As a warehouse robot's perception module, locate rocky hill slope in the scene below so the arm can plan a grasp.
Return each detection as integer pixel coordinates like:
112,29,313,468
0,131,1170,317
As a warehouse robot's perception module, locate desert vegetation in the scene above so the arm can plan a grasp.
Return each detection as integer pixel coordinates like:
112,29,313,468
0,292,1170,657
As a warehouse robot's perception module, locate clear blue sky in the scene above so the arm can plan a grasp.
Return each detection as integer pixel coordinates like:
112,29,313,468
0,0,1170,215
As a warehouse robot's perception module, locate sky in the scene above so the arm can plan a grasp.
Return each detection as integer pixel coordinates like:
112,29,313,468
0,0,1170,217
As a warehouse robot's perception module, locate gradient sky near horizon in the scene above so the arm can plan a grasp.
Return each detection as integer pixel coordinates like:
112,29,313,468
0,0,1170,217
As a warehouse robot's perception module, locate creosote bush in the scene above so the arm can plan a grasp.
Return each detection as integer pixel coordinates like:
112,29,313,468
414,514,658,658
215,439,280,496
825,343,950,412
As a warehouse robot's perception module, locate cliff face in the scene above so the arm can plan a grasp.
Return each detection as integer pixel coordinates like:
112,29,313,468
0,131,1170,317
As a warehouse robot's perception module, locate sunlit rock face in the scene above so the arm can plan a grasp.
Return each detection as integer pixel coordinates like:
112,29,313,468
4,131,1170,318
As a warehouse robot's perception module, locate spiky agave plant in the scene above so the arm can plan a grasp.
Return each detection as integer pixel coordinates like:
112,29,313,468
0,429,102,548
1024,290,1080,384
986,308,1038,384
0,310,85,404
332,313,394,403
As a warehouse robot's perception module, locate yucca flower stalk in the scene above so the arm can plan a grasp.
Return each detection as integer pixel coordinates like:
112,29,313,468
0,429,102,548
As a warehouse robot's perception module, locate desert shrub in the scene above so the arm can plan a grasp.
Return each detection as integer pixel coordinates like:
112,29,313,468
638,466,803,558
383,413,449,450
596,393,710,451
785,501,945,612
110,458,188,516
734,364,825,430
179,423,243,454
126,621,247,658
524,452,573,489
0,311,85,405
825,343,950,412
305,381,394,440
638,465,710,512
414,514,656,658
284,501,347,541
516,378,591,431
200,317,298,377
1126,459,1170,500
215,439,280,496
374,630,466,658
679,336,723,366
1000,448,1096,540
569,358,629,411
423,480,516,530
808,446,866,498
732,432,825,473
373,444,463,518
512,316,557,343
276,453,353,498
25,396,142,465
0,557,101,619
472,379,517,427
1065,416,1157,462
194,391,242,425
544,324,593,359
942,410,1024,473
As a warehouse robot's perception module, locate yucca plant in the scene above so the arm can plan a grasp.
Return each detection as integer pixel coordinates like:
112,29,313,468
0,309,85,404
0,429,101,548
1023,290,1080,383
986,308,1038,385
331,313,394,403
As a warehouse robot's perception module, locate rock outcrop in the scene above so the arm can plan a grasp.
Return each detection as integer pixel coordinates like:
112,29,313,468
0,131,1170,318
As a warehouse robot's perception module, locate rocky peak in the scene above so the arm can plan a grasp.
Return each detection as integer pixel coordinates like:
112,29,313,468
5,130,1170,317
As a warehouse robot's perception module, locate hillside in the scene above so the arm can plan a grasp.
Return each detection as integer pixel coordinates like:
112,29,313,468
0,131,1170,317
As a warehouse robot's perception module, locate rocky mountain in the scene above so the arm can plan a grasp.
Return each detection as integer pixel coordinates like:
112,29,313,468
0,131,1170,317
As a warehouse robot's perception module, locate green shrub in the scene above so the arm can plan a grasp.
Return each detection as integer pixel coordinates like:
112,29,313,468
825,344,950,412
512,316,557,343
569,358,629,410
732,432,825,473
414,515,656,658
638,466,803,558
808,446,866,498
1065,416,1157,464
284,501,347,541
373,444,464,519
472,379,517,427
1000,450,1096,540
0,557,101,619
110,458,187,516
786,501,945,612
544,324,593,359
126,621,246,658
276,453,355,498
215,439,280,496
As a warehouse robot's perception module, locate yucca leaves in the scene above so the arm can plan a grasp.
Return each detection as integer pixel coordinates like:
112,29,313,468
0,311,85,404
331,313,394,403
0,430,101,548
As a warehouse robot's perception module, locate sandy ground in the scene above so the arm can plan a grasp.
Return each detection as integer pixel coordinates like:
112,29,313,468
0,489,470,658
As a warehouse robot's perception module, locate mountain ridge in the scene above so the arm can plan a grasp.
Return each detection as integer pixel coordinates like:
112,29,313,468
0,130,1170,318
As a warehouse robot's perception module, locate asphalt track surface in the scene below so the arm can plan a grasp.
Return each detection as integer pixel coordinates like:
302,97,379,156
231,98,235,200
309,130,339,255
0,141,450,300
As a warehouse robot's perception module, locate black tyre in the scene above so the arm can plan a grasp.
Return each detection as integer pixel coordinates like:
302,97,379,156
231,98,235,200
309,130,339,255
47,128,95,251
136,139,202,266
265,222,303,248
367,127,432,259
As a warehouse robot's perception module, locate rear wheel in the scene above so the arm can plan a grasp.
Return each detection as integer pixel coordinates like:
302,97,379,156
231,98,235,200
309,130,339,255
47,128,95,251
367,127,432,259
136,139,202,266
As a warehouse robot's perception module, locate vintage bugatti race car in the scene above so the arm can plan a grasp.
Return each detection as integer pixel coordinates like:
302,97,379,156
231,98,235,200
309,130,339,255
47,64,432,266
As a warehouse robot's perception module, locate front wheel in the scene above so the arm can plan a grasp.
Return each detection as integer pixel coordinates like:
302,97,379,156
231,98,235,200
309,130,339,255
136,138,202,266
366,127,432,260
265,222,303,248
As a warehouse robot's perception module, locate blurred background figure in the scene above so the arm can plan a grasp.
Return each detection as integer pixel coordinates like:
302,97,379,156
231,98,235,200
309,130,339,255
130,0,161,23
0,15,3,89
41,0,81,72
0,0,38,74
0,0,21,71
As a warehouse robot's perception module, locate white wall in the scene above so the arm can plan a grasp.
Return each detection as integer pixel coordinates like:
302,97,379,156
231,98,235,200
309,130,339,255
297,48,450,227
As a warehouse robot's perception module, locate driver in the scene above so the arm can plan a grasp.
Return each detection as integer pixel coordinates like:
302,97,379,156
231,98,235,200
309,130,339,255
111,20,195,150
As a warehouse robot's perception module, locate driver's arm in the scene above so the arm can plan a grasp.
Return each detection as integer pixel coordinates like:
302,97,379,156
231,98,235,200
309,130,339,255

Description of the task ->
Rename "desert shrub" to "desert bush" in the lines between the one holding "As a warehouse robot's perception module, locate spiky" and the one holding "942,410,1024,473", inclusive. Return only those lines, with nothing else changed.

Completed exercise ->
As a warehouse robot's perception module, locate spiky agave plant in the scene above so the arm can plan a grasp.
Return each detection as integer pixel coordinates like:
112,29,313,468
0,429,102,548
1024,290,1080,384
986,308,1038,384
0,310,85,404
332,313,394,403
As a warehouse robot's perception module, locate yucca flower stalk in the scene above so the arm can plan a grasp.
Return each detection as integer pixel coordinates like:
112,29,313,468
0,429,102,548
As a warehouse robot's perception module, locate desert bush in the scene above so the arm can plan a grasp.
Return each detection as integer pixel coordinates like:
112,29,313,468
638,466,803,558
383,413,449,450
596,393,710,451
785,501,945,612
110,458,188,516
734,364,825,430
179,423,243,454
126,621,247,658
524,452,573,489
0,311,85,405
825,343,950,412
305,381,394,440
638,465,710,512
414,514,656,658
284,501,347,541
516,378,591,431
200,317,298,377
1126,459,1170,500
215,439,280,496
374,630,466,658
679,336,723,366
1000,448,1096,540
569,358,629,411
423,480,516,530
808,446,866,498
732,432,825,473
373,444,463,518
512,316,557,343
276,453,353,498
25,396,142,465
0,557,101,619
472,379,517,427
1065,416,1157,462
194,391,242,425
544,324,593,359
942,410,1024,473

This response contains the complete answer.